- YOUR TASK -
Tally the lines in the material below that contain the string "face", and reply with the number alone.

■ ■ ■ ■ ■

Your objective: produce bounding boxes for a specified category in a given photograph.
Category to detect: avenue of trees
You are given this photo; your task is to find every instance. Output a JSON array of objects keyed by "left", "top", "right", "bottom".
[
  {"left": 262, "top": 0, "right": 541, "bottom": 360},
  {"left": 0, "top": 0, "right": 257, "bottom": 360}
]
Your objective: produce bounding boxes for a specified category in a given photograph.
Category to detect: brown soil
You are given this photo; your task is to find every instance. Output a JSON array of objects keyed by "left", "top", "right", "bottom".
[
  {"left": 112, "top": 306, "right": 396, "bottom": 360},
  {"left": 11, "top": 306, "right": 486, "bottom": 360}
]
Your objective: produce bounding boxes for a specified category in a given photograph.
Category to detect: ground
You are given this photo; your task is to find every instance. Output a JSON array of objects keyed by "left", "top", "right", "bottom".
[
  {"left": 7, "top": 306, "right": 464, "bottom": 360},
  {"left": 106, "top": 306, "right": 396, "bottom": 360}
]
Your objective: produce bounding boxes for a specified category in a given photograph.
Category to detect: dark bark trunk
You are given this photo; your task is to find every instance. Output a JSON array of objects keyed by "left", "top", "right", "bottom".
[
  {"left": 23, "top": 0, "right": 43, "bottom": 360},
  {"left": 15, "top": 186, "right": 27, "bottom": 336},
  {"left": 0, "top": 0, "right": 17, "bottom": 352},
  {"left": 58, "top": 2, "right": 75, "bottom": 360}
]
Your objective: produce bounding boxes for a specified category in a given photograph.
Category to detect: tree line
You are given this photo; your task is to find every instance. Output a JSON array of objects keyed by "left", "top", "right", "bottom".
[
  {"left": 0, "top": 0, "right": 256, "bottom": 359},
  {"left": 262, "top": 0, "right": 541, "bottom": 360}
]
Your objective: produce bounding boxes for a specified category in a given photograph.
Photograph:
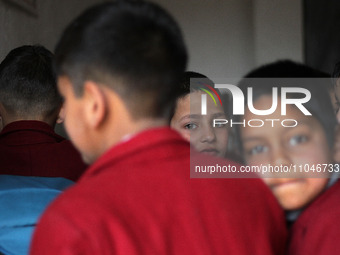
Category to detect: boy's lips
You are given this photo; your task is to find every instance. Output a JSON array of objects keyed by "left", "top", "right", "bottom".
[
  {"left": 269, "top": 179, "right": 304, "bottom": 189},
  {"left": 200, "top": 148, "right": 219, "bottom": 156}
]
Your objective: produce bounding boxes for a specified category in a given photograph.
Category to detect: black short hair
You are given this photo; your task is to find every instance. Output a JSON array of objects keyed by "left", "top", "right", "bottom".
[
  {"left": 55, "top": 0, "right": 187, "bottom": 118},
  {"left": 238, "top": 60, "right": 337, "bottom": 148},
  {"left": 169, "top": 71, "right": 229, "bottom": 119},
  {"left": 0, "top": 45, "right": 62, "bottom": 118}
]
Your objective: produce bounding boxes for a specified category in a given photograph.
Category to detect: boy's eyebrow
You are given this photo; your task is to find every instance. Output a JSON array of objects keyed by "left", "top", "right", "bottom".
[
  {"left": 179, "top": 114, "right": 201, "bottom": 121},
  {"left": 212, "top": 112, "right": 226, "bottom": 117}
]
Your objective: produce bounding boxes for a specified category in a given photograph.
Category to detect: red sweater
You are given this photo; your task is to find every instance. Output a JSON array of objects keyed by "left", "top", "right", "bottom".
[
  {"left": 31, "top": 128, "right": 286, "bottom": 255},
  {"left": 0, "top": 121, "right": 86, "bottom": 181},
  {"left": 289, "top": 181, "right": 340, "bottom": 255}
]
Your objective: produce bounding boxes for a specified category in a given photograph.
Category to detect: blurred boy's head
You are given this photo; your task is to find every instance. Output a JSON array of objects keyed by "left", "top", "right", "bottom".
[
  {"left": 170, "top": 72, "right": 228, "bottom": 157},
  {"left": 239, "top": 61, "right": 336, "bottom": 210},
  {"left": 0, "top": 45, "right": 62, "bottom": 126},
  {"left": 55, "top": 1, "right": 187, "bottom": 162}
]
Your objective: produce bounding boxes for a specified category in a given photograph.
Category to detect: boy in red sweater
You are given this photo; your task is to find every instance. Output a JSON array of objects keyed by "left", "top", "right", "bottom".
[
  {"left": 0, "top": 45, "right": 86, "bottom": 181},
  {"left": 31, "top": 1, "right": 286, "bottom": 255}
]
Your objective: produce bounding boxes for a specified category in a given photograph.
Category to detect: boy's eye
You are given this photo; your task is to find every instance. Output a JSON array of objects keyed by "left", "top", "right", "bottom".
[
  {"left": 248, "top": 145, "right": 268, "bottom": 155},
  {"left": 211, "top": 123, "right": 226, "bottom": 128},
  {"left": 184, "top": 123, "right": 197, "bottom": 130},
  {"left": 289, "top": 135, "right": 308, "bottom": 146}
]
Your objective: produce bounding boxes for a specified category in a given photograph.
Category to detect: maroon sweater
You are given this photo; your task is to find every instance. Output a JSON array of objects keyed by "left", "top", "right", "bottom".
[
  {"left": 31, "top": 128, "right": 286, "bottom": 255},
  {"left": 0, "top": 121, "right": 86, "bottom": 181},
  {"left": 289, "top": 178, "right": 340, "bottom": 255}
]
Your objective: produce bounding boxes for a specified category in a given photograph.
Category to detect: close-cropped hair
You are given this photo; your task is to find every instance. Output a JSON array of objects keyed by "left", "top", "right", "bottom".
[
  {"left": 55, "top": 0, "right": 187, "bottom": 119},
  {"left": 0, "top": 45, "right": 62, "bottom": 118},
  {"left": 239, "top": 60, "right": 337, "bottom": 148},
  {"left": 169, "top": 71, "right": 229, "bottom": 121}
]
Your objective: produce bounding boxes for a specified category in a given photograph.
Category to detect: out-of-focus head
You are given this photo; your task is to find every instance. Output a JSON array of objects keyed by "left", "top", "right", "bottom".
[
  {"left": 0, "top": 45, "right": 62, "bottom": 125},
  {"left": 55, "top": 0, "right": 187, "bottom": 119},
  {"left": 238, "top": 61, "right": 336, "bottom": 210},
  {"left": 55, "top": 0, "right": 187, "bottom": 162},
  {"left": 170, "top": 72, "right": 228, "bottom": 157}
]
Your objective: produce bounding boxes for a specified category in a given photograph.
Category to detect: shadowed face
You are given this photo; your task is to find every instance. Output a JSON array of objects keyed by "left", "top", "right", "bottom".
[
  {"left": 241, "top": 96, "right": 332, "bottom": 210},
  {"left": 170, "top": 91, "right": 228, "bottom": 157},
  {"left": 58, "top": 77, "right": 95, "bottom": 163}
]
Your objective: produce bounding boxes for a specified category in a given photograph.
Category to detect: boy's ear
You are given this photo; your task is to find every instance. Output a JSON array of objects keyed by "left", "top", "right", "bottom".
[
  {"left": 57, "top": 104, "right": 65, "bottom": 124},
  {"left": 84, "top": 81, "right": 108, "bottom": 128}
]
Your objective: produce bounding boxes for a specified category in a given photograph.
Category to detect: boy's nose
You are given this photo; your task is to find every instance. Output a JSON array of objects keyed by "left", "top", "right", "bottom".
[
  {"left": 272, "top": 148, "right": 292, "bottom": 166},
  {"left": 200, "top": 126, "right": 216, "bottom": 143}
]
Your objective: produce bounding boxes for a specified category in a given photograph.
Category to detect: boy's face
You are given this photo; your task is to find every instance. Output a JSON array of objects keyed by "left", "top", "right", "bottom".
[
  {"left": 241, "top": 95, "right": 332, "bottom": 210},
  {"left": 170, "top": 91, "right": 228, "bottom": 157},
  {"left": 58, "top": 76, "right": 94, "bottom": 163}
]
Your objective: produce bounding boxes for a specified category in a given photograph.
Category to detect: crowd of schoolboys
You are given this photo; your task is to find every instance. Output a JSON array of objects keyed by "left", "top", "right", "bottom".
[{"left": 0, "top": 0, "right": 340, "bottom": 255}]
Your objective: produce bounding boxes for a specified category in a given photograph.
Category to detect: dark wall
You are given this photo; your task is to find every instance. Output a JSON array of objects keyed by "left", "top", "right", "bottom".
[{"left": 304, "top": 0, "right": 340, "bottom": 73}]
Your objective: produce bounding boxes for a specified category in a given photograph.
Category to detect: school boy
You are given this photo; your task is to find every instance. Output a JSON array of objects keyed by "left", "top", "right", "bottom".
[
  {"left": 0, "top": 45, "right": 86, "bottom": 181},
  {"left": 31, "top": 1, "right": 285, "bottom": 255},
  {"left": 235, "top": 61, "right": 340, "bottom": 255}
]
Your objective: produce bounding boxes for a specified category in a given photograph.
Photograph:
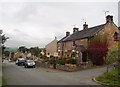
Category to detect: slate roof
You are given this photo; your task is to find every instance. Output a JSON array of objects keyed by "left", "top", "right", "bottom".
[{"left": 62, "top": 24, "right": 105, "bottom": 42}]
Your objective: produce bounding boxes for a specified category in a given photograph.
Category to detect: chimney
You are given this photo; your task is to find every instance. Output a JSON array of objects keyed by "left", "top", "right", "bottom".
[
  {"left": 106, "top": 15, "right": 113, "bottom": 23},
  {"left": 73, "top": 27, "right": 79, "bottom": 33},
  {"left": 66, "top": 31, "right": 70, "bottom": 36},
  {"left": 83, "top": 22, "right": 88, "bottom": 30}
]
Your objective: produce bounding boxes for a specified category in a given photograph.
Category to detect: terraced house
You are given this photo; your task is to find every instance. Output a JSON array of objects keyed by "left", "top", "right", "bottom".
[{"left": 58, "top": 15, "right": 119, "bottom": 61}]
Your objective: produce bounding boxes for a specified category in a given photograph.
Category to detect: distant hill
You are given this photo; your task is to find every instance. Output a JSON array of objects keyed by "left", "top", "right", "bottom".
[{"left": 5, "top": 47, "right": 18, "bottom": 52}]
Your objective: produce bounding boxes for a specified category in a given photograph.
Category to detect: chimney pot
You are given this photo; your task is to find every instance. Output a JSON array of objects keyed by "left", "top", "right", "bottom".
[
  {"left": 83, "top": 22, "right": 88, "bottom": 30},
  {"left": 66, "top": 31, "right": 70, "bottom": 36},
  {"left": 106, "top": 15, "right": 113, "bottom": 23},
  {"left": 73, "top": 27, "right": 79, "bottom": 33}
]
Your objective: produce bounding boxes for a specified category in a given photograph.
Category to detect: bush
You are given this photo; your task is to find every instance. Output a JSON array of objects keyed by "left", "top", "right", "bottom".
[{"left": 106, "top": 45, "right": 118, "bottom": 64}]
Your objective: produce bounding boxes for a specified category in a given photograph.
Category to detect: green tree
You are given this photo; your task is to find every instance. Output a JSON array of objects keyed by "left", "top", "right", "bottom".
[
  {"left": 29, "top": 47, "right": 41, "bottom": 57},
  {"left": 107, "top": 45, "right": 119, "bottom": 64},
  {"left": 0, "top": 30, "right": 9, "bottom": 55},
  {"left": 18, "top": 46, "right": 26, "bottom": 53}
]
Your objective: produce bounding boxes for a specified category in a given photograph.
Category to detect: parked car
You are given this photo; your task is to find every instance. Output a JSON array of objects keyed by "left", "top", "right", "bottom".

■ ■ ■ ■ ■

- REPLY TO THE TASK -
2